[Source data]
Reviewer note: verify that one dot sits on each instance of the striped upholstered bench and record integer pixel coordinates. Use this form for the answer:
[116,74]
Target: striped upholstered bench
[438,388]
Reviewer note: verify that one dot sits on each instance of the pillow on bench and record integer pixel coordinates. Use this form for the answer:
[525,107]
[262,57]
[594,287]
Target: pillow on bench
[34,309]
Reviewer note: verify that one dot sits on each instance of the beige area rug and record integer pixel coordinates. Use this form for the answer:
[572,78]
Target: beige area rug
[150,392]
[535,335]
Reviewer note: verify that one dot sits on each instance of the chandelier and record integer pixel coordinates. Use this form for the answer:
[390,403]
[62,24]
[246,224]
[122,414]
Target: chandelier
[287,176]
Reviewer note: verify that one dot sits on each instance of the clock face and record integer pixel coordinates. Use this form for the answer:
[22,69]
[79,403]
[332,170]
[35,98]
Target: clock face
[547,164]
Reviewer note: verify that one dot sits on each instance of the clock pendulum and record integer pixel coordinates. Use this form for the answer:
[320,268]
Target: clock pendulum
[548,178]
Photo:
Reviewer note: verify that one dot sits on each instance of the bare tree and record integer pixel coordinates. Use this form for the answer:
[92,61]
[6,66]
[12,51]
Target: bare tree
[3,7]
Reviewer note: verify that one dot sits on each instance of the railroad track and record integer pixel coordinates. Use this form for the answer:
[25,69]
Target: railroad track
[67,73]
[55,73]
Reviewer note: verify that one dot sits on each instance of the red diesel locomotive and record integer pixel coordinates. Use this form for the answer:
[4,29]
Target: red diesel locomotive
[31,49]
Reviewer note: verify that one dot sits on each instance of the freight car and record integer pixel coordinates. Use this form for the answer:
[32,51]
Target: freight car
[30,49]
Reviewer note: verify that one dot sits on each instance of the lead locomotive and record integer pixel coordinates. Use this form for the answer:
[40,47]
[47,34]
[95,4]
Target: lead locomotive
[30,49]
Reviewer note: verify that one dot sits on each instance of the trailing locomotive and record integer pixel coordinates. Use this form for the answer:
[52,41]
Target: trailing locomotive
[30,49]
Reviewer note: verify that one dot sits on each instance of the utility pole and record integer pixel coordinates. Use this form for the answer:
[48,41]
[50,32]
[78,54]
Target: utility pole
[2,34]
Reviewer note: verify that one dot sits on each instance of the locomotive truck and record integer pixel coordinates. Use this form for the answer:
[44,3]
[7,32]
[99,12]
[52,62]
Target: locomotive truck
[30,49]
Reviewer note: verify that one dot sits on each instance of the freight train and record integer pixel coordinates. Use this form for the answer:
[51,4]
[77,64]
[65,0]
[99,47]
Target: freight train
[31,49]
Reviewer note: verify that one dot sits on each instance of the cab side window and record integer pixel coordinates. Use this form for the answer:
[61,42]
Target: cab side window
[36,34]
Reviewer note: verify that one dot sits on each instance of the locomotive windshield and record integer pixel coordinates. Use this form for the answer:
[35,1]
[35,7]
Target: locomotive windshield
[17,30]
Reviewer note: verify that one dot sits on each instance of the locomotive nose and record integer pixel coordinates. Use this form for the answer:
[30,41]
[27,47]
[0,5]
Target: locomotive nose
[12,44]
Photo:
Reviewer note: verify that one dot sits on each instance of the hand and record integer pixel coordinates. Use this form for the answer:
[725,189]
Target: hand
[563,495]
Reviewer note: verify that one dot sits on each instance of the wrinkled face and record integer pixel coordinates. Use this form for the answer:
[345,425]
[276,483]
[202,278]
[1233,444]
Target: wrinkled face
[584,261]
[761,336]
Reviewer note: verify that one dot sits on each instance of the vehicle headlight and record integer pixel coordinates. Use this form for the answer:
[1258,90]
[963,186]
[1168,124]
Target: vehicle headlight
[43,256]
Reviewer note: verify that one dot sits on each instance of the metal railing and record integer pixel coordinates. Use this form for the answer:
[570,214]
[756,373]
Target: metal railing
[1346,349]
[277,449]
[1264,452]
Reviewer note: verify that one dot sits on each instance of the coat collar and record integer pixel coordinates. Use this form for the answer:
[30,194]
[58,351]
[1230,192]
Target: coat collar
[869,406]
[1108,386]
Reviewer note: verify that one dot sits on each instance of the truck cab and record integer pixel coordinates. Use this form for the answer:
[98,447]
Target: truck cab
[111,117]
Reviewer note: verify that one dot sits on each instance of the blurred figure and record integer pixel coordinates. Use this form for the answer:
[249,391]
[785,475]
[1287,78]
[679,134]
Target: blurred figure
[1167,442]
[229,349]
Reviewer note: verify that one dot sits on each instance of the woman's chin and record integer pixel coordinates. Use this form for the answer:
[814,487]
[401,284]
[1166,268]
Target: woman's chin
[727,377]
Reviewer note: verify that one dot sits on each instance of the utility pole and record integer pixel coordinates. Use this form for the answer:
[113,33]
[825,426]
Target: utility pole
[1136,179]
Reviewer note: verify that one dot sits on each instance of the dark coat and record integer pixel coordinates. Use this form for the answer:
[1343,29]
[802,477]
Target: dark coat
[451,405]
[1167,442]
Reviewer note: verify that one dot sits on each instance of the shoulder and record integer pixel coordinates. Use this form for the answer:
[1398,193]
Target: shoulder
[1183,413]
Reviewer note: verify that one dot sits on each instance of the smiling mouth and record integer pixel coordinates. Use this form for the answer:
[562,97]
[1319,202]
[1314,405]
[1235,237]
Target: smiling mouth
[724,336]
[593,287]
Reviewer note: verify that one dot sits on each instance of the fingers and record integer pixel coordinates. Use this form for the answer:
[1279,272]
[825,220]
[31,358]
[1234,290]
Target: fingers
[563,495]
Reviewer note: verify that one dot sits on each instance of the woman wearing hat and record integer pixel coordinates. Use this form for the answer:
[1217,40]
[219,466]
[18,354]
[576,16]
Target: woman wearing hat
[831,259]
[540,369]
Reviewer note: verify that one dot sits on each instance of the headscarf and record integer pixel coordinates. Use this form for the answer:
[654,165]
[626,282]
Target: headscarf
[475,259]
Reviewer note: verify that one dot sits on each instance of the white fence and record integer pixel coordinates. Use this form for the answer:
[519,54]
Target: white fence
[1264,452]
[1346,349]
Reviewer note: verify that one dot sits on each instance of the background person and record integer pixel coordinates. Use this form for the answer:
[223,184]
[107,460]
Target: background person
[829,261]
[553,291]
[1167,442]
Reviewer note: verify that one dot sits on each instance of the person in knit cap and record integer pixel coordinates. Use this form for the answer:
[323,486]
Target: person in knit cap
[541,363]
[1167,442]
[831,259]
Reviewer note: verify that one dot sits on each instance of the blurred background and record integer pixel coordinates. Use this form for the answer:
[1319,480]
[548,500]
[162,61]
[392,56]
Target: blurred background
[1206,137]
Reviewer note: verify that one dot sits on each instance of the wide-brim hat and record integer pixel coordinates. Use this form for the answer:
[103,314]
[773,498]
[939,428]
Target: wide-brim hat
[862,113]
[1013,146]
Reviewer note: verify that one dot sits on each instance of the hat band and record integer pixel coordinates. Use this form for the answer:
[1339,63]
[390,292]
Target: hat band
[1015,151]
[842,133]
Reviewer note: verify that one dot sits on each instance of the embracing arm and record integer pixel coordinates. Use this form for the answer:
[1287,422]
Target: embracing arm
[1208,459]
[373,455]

AIM OF THE TASK:
Copy the records above, keeping each line identical.

ANSWER SECTION:
Reviewer note: verify that one dot sits on each instance of the striped upholstered bench and record integer pixel coordinates. Use this form for the answer:
[116,74]
Target: striped upholstered bench
[438,388]
Reviewer note: verify that one dot sits on each instance of the pillow on bench and record integer pixel coordinates. Use this form for the answer:
[525,107]
[262,57]
[594,287]
Target: pillow on bench
[34,309]
Reviewer note: verify that one dot sits on each instance of the beige area rug and record integer pixel coordinates. Use this form for the answer:
[572,78]
Target: beige area rug
[150,392]
[535,335]
Reviewer note: verify that one dot sits on each instance of the chandelier and record integer pixel coordinates. Use this form for the answer:
[390,403]
[62,24]
[246,224]
[122,414]
Target: chandelier
[287,176]
Reviewer note: verify that one dot sits on each instance of the clock face and record integer pixel coordinates. Use this form for the answer:
[22,69]
[79,403]
[332,170]
[35,98]
Target: clock face
[547,164]
Reviewer note: verify that one dot sits on each instance of the clock pendulum and record integer pixel coordinates. Use this form for the answer:
[320,268]
Target: clock pendulum
[548,178]
Photo:
Reviewer note: verify that one dot sits on each instance of the bare tree and record integer pixel coordinates. Use this form for the answer:
[92,61]
[6,66]
[12,51]
Target: bare tree
[3,7]
Reviewer note: verify that one dot sits on each instance of the railroad track and record integer pixel coordinates. Use this form for the answer:
[25,69]
Target: railroad track
[67,73]
[55,73]
Reviewer note: verify that one dot sits on each instance of the red diesel locomotive and record integer pixel coordinates. Use this form for the answer:
[4,29]
Target: red diesel locomotive
[31,49]
Reviewer note: verify that one dot sits on each instance of the freight car and record integer pixel coordinates. Use this form for the answer:
[32,51]
Target: freight car
[30,49]
Reviewer note: verify that one dot sits on each instance of the lead locomotive and record integer pixel coordinates. Use this form for the answer:
[40,47]
[47,34]
[95,4]
Target: lead locomotive
[30,49]
Reviewer note: verify that one dot sits on each instance of the trailing locomotive and record integer pixel coordinates. Use this form for the answer:
[52,41]
Target: trailing locomotive
[30,49]
Reviewer note: verify that one dot sits on each instance of the utility pole and record integer pixel coordinates. Use this form for the answer:
[48,41]
[50,32]
[78,54]
Target: utility pole
[2,34]
Reviewer note: verify that one dot sits on each instance of the locomotive truck and record integer pixel coordinates. Use this form for the answer:
[44,3]
[7,32]
[99,12]
[52,62]
Target: locomotive truck
[30,49]
Reviewer note: verify that one dot sits on each instance of the freight train and record integer pixel coordinates. Use this form for the answer:
[51,4]
[77,64]
[65,0]
[99,47]
Target: freight train
[31,49]
Reviewer note: verify that one dot sits on each instance of the cab side window and record integer pixel coordinates. Use this form for the answer:
[61,42]
Target: cab side window
[36,34]
Reviewer note: verify that one dot sits on each instance of the locomotive windshield and record integer pixel coordinates. Use this form for the answer:
[35,1]
[35,7]
Target: locomotive windshield
[17,30]
Reviewer note: verify that one dot sits on each instance of the locomotive nose and record integer pixel coordinates. Use this form for the answer:
[30,41]
[27,47]
[0,5]
Target: locomotive nose
[12,44]
Photo:
Reviewer note: verify that one dot sits on each instance of the hand and record integer pixel coordinates. Use this form for the answer:
[725,189]
Target: hand
[563,495]
Reviewer note: verify that one dot sits on each instance of the wrinkled face and record integer pixel coordinates. Use this form for the answer:
[345,425]
[276,483]
[202,278]
[1233,444]
Target: wrinkled face
[584,261]
[761,336]
Reviewer note: verify that one dot sits on each instance of the vehicle headlight and record integer pixel coordinates. Use this form for the answer:
[1258,90]
[963,186]
[1168,124]
Target: vehicle headlight
[43,256]
Reviewer note: verify that one dot sits on each instance of the metal railing and record integer pixel coordinates. Use this form for the answer:
[570,214]
[756,373]
Target: metal railing
[1346,349]
[277,449]
[1264,452]
Reviewer note: verify that one dot sits on each instance of the coat collar and record integer pixel coordinates. Use this form for the answer:
[30,194]
[58,351]
[1230,192]
Target: coat collar
[869,406]
[1108,386]
Reviewer note: verify that one dot sits on each instance of the truck cab and record integer pixel coordinates. Use this form for the answer:
[98,447]
Target: truck cab
[111,117]
Reviewer note: verify that one dot sits on each instance of the blurred figure and record integer pixel coordinates. Use this form for the answer:
[249,391]
[785,475]
[1287,78]
[679,134]
Target: blurred figure
[1167,442]
[229,349]
Reviewer note: verify that one dot sits on each instance of the woman's chin and record integer pixel coordinates. Use this form for the answer:
[814,487]
[401,284]
[1166,268]
Target: woman's chin
[727,377]
Reviewer note: verify that one dot sits on each instance of the utility pole and record integer pixel coordinates. Use this form for the answer:
[113,33]
[825,426]
Target: utility pole
[1136,179]
Reviewer note: verify that one dot sits on each instance of the dark coat and record integer pixel coordinates. Use this form for the answer:
[1343,29]
[802,477]
Target: dark coat
[451,405]
[1167,442]
Reviewer note: verify that one dot sits on each instance of the shoulder and record integer pixel coordinates. Use this form for the answer:
[1398,193]
Target: shoulder
[1183,413]
Reviewer note: verify that one dot sits on each instance of the smiling mouth and record integer pixel coordinates. Use this form for the answer:
[562,97]
[1319,202]
[1314,405]
[1235,237]
Target: smiling mouth
[724,336]
[593,287]
Reviewer note: verify that one dot sits on each instance of the fingers and record integer pixel coordinates. Use this form for the answer:
[1279,272]
[825,220]
[31,358]
[1234,290]
Target: fingers
[563,495]
Reviewer note: verify that one dot sits on each instance of the woman wearing hat and record integer pixel coordinates. Use this form for the answer:
[1217,40]
[219,466]
[18,354]
[576,16]
Target: woman wearing hat
[831,259]
[540,369]
Reviewer note: verify that one dot sits on each instance of the headscarf and record integer pixel coordinates. Use this form for the answer:
[654,165]
[626,282]
Target: headscarf
[475,259]
Reviewer note: verify that one dot sits on each instance of the white fence and record integer pixel coordinates. Use this form for the answer:
[519,54]
Target: white fence
[1264,452]
[1346,349]
Reviewer note: verify that one dot sits on each instance of the background person and record integer pixel coordinates. Use this form for the answer:
[223,184]
[107,460]
Target: background person
[829,261]
[553,291]
[1167,442]
Reviewer note: verify that one dot sits on each instance of the person in knit cap and record integer pixel coordinates. Use this form for the answer:
[323,486]
Target: person in knit cap
[541,363]
[1167,442]
[831,259]
Reviewer note: verify that one dot sits on each instance of the blurred background and record integer pixel coordinates. Use this form for the answer:
[1319,480]
[548,500]
[162,61]
[392,56]
Target: blurred background
[1206,137]
Reviewer note: verify that one dot sits on each instance of the wide-brim hat and record integer pixel coordinates. Use this form for the answer:
[103,314]
[773,498]
[939,428]
Target: wide-brim hat
[862,113]
[1013,146]
Reviewer note: verify that one dot sits on each instance of the hat band and record integer pixel coordinates. Use this form for the answer:
[1339,63]
[390,292]
Target: hat band
[1015,151]
[842,133]
Reviewer note: verify that one dot sits on each instance of the embracing arm and record integer pixel coordinates. Use this form for the answer:
[1287,422]
Target: embracing arm
[1208,459]
[373,455]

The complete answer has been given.